::: Entries provided :::

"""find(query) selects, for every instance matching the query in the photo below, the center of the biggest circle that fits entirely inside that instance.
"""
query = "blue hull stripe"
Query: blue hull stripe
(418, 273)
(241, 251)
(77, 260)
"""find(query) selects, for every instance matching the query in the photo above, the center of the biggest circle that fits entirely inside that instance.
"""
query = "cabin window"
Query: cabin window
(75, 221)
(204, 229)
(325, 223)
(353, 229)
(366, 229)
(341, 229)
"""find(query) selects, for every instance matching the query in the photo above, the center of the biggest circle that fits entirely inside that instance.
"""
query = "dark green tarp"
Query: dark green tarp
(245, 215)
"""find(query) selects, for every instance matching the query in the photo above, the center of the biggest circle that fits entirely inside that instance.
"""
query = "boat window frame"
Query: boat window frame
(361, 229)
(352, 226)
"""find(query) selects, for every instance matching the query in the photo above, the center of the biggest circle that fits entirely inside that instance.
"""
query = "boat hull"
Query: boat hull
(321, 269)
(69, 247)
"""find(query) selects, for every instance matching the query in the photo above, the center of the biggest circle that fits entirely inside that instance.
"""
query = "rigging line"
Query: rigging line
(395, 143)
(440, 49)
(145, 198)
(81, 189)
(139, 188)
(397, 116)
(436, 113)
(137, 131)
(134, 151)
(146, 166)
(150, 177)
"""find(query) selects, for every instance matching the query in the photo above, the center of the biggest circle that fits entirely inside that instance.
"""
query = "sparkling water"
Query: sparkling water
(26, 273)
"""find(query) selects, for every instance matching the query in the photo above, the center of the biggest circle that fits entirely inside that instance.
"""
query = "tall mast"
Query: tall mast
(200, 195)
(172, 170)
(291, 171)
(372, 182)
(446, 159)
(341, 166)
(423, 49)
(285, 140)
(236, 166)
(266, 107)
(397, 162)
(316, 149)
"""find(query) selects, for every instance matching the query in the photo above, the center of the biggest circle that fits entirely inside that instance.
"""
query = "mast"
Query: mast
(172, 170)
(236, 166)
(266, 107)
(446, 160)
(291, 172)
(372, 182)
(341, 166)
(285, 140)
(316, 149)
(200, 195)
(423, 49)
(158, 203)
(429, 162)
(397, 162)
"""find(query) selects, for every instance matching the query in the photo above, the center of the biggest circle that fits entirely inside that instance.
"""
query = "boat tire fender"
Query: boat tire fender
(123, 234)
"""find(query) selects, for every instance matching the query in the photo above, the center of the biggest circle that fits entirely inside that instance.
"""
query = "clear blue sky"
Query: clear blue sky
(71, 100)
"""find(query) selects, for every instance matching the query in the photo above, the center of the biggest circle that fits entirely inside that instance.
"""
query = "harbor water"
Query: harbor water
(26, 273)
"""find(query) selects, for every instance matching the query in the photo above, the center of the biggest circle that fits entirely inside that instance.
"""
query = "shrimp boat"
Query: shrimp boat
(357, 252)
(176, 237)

:::
::: Entries provided :::

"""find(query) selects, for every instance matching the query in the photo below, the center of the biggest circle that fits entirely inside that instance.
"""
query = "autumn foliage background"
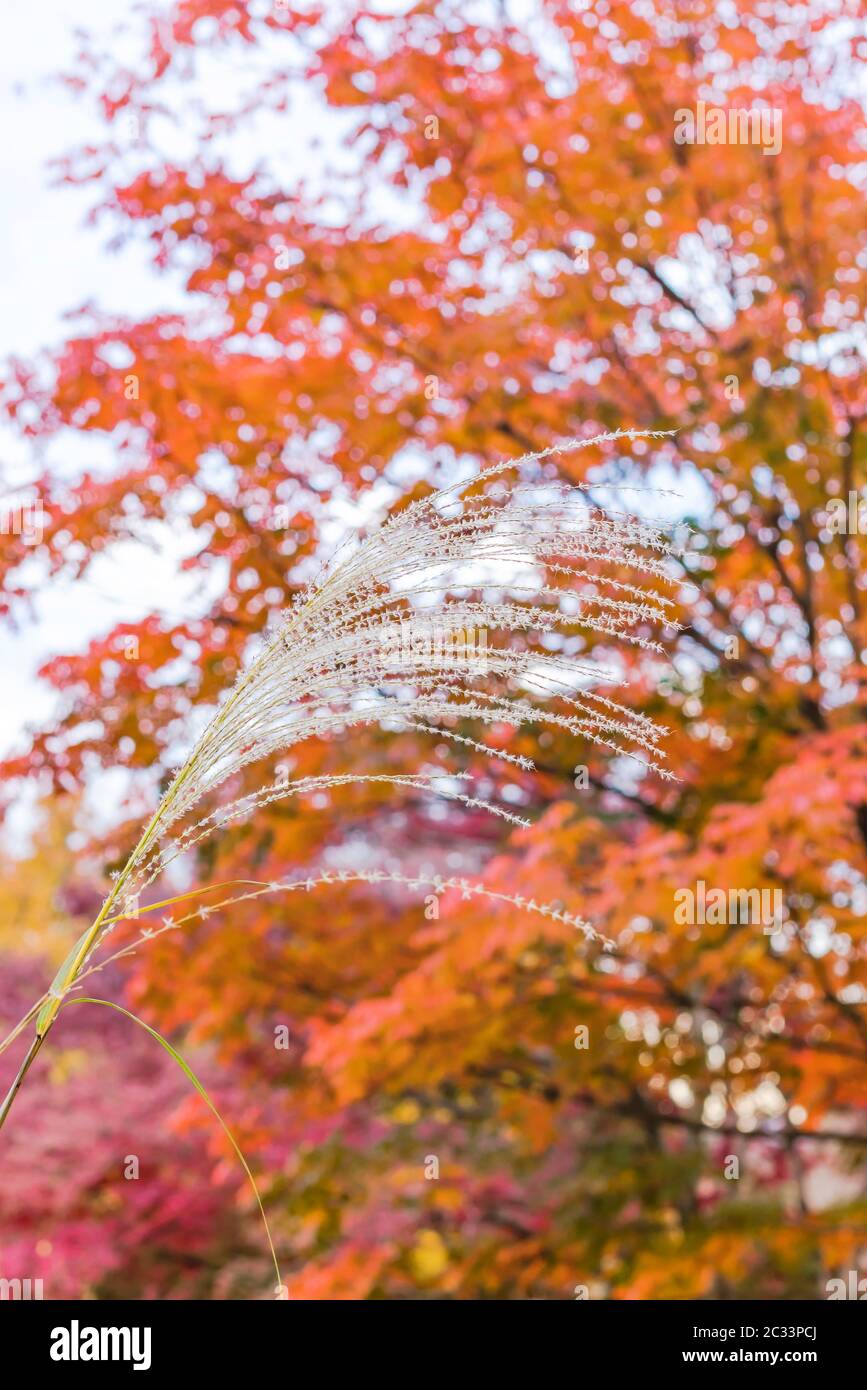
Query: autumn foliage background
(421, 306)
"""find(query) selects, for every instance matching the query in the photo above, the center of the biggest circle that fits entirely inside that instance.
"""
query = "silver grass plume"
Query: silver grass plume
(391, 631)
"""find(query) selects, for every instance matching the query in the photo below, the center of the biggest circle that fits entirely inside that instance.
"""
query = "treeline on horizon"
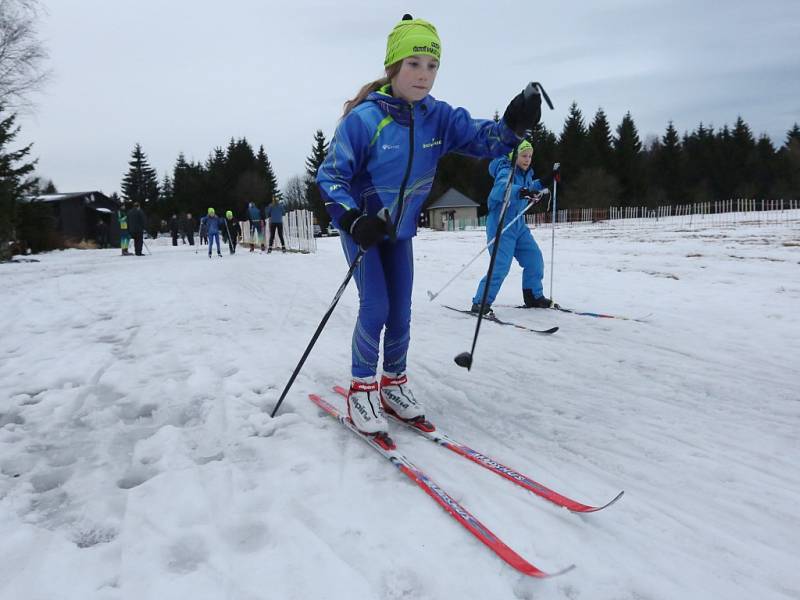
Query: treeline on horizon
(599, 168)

:::

### Goal of the exercise
Pull out each line in the items above that contains the word "cabin", and list those lines in their original order.

### In response
query = "cabin window"
Query: cabin window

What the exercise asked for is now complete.